From the article on school closures during the pandemic, copy word for word the passage that starts at the words "Rivas had to" and ends after the words "the first try.".

__DOCUMENT EXTRACT__.
--------
When brick-and-mortar schools closed in March, it was the most significant disruption of the educational system in a lifetime. How the closure fully impacted students, families, teachers and school districts remains to be seen, but school closures drastically changed family life and school as we know it—for better or worse. A tanking economy rife with furloughs and layoffs caused nearly 20 percent of the workforce to be unemployed, leaving parents in an abyss of panic with a plethora of unanswered questions. How am I going to find time to work all day and help my kids with their homework? What if my child falls behind? How will I pay for food and bills?
Pandemic homeschool
There’s no way to compare pandemic homeschooling with the artfully established structure of home-based private education and online charter schools. And schools designated as authentic online learning programs have an expertly-designed curriculum with a sophisticated technological infrastructure. Faculty members train in advance, and students attend orientation programs. This type of instruction is nothing like what public schools in the North Bay were forced to piece-meal together earlier this year. At the primary level, where social interaction and hands-on learning is essential, this was no easy task.

Melody Rivas, a kindergarten teacher in the Napa Valley, experienced the pressure of virtual teaching with five- and six-year-old children. “The reason I became a teacher is that I love to interact with kids,” she says. “Not being able to spend time with them every day was devastating to me. Some of the best parts of my job are answering silly questions, hearing the kids’ stories, and receiving all the hugs. As a kindergarten teacher, it was amazing to see kids come into my classroom on the first day of school (nervous, clinging to parents, and with little alphabet knowledge) and leave as confident and independent students who can read and write. It was so fulfilling to see the product of all the love, hard work and planning that I put into my teaching.”
Stepping up
Public school districts are required by law to provide children with a government-funded education that meets strict guidelines at the state and federal level. Teachers are held accountable for following a school calendar with a designated number of days. For teachers, it’s business as usual, but now with a twist—a big twist that wraps health, safety, learning loss and achievement gaps into a cumbersome bundle. When public school districts were mandated to close, teachers had less than a day to pack up their tools and quickly develop an online curriculum. Nevertheless, they stepped up, as teachers naturally tend to do. They ventured above and beyond an educator’s call-of-duty to ensure their students continued learning no matter what.
Rivas had to pivot quickly and rethink her curriculum. “With virtual learning, I felt I was working harder than ever before, but without the benefits,” she says. “I wasn’t able to celebrate the successes and growth with my students. I wasn’t able to encourage them when they thought something was too hard or couldn’t blend a word on the first try.
--------
__Recorded data__.

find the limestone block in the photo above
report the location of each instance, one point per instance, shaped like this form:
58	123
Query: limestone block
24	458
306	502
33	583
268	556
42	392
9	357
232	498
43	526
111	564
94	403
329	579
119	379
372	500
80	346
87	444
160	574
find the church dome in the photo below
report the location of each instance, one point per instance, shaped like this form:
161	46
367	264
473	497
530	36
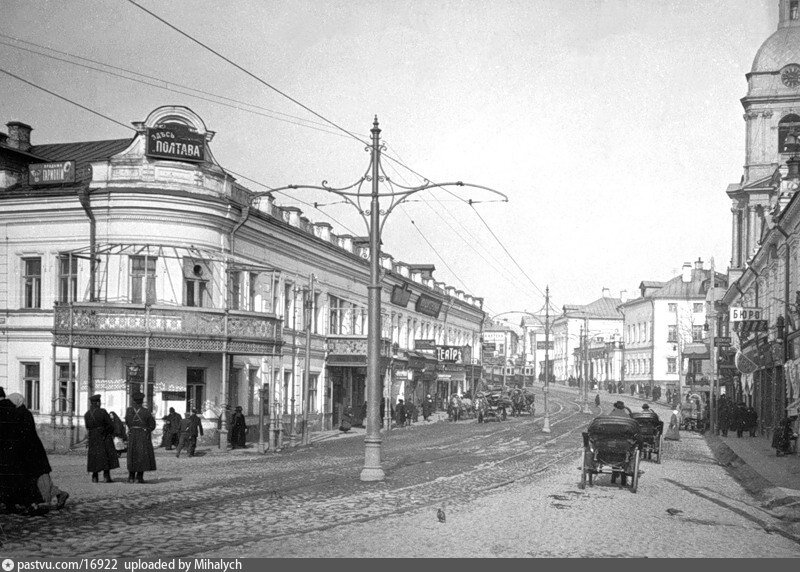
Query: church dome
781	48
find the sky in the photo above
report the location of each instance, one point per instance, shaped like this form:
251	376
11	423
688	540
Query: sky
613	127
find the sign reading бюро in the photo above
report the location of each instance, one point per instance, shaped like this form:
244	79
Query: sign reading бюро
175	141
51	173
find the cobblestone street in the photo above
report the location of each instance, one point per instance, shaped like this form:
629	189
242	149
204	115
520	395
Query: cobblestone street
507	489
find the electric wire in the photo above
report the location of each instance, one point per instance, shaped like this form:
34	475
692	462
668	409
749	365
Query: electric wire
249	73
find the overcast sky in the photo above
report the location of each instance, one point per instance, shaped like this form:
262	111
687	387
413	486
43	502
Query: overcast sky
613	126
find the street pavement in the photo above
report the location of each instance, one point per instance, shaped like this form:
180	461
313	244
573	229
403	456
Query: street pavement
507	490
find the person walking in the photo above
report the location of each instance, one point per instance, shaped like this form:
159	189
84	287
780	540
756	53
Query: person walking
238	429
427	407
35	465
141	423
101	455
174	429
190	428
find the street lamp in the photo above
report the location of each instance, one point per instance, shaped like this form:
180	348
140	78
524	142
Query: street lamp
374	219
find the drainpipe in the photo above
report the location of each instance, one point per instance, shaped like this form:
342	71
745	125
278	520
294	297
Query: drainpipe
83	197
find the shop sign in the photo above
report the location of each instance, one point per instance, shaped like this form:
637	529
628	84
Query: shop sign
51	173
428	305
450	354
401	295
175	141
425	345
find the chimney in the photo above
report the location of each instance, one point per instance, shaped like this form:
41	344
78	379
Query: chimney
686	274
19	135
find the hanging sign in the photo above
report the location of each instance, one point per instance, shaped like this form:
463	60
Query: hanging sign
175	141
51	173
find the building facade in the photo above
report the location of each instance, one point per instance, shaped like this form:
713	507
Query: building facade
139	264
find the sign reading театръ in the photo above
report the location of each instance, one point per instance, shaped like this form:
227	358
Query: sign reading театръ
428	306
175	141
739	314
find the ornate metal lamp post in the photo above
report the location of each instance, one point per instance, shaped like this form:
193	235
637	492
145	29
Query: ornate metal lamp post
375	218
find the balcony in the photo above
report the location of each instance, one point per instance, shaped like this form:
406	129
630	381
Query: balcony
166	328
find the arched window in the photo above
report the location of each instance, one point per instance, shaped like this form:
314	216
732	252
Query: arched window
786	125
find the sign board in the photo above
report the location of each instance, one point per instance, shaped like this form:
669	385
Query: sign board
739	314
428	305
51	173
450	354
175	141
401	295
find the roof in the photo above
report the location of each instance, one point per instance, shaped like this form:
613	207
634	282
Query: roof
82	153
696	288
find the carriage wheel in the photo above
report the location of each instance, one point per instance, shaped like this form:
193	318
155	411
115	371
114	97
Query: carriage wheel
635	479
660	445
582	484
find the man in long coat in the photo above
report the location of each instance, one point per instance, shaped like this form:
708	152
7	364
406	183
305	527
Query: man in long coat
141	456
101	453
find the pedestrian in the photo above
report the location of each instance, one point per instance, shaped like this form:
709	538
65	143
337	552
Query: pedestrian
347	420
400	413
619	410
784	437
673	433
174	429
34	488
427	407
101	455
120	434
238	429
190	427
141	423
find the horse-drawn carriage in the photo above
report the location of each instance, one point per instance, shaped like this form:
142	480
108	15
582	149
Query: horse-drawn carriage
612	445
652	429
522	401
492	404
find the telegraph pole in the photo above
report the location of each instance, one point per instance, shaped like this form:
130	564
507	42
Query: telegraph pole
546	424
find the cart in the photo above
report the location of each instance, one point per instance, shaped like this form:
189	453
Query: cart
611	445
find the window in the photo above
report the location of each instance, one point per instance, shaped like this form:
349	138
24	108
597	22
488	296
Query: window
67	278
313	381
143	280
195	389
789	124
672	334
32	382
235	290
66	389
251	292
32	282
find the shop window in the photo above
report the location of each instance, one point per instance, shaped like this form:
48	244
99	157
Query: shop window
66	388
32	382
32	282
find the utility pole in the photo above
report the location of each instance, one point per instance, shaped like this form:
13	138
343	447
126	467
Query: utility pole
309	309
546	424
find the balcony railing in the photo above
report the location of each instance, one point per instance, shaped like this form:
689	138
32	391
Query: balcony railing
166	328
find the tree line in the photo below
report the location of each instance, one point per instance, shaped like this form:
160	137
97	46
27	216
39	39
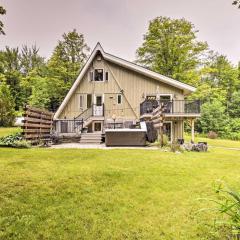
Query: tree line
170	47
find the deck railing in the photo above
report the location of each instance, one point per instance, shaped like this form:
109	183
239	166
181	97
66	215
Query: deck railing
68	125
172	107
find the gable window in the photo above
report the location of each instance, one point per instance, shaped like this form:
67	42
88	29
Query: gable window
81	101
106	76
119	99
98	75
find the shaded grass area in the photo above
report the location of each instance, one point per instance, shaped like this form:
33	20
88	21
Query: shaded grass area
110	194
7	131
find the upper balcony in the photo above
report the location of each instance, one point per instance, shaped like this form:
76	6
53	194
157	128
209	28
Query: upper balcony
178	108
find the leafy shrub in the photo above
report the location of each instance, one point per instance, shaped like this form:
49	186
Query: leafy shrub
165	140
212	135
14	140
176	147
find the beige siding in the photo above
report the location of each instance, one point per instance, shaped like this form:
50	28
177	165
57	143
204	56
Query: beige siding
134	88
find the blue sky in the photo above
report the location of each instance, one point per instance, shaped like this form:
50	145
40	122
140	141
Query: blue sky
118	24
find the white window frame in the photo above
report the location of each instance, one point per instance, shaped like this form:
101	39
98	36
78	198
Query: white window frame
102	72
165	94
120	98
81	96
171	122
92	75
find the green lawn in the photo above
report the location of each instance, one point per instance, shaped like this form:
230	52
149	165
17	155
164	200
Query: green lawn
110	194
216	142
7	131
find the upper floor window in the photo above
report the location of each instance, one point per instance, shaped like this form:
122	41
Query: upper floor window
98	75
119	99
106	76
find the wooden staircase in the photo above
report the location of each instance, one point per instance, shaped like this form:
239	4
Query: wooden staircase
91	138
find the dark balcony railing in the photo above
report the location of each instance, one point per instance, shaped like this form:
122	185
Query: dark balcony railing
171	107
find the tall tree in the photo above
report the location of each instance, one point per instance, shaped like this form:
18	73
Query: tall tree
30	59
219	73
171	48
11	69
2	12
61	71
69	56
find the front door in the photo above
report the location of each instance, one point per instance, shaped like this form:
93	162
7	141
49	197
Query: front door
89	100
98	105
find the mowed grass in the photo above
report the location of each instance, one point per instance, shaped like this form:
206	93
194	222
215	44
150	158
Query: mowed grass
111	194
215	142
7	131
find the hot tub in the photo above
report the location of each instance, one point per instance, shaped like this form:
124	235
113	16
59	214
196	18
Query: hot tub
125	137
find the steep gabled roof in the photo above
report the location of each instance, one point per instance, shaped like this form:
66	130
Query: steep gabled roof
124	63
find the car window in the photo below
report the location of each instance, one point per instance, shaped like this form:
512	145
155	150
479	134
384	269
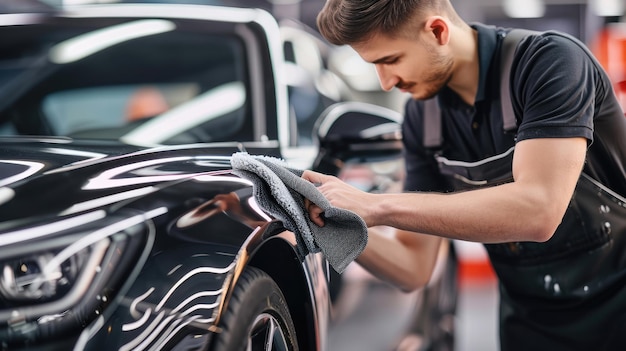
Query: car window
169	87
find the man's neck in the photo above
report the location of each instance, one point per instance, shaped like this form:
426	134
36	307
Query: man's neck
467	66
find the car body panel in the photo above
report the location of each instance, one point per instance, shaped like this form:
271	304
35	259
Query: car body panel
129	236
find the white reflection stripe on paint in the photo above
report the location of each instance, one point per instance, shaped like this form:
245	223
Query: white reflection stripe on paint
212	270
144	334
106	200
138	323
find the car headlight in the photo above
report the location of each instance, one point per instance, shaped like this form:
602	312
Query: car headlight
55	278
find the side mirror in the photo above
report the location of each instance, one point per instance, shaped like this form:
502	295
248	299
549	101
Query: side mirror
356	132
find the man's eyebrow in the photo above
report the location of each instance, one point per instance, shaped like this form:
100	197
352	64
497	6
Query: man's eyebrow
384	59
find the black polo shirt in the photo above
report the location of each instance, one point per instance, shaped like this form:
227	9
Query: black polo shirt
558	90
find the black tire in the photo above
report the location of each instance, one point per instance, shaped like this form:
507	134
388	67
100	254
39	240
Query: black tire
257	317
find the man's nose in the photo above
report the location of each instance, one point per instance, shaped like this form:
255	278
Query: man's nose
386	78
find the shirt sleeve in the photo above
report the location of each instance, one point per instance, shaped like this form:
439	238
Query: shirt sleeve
--------
__SOLUTION FOR THIS EXERCISE__.
Rivas had to pivot quickly and rethink her curriculum. “With virtual learning, I felt I was working harder than ever before, but without the benefits,” she says. “I wasn’t able to celebrate the successes and growth with my students. I wasn’t able to encourage them when they thought something was too hard or couldn’t blend a word on the first try.